### Instructions to follow
Show the lines of the material that contain the word "path".

### Given records
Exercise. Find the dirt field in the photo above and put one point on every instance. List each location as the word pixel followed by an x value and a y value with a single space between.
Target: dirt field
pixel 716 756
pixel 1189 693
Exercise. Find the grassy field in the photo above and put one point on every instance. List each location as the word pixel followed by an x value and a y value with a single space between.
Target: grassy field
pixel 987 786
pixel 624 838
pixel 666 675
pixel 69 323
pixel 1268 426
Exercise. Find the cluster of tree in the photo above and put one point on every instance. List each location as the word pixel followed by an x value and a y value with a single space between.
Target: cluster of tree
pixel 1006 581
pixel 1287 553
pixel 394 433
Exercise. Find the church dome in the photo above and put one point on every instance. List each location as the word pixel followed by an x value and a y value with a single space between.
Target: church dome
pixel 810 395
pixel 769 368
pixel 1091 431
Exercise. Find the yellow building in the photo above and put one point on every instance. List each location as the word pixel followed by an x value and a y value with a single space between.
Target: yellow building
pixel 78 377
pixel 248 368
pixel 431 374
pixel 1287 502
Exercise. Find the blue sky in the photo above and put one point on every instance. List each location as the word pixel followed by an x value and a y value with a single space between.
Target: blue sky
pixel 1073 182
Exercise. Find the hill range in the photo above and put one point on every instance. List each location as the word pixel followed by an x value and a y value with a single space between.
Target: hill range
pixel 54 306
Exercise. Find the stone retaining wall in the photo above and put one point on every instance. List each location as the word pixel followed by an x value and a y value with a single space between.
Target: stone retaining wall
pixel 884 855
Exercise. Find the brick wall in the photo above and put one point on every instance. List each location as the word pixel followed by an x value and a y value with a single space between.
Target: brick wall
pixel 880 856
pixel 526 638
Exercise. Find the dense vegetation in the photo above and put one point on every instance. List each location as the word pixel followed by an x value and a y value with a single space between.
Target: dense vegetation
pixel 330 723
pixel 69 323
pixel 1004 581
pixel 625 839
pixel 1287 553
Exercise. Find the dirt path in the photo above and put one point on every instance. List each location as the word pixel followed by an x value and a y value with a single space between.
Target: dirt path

### Written solution
Exercise. Find the dirt path in the photo above and put one point on every instance. List each location as the word pixel followed by an x value and a y value with a single space between.
Target: dirt path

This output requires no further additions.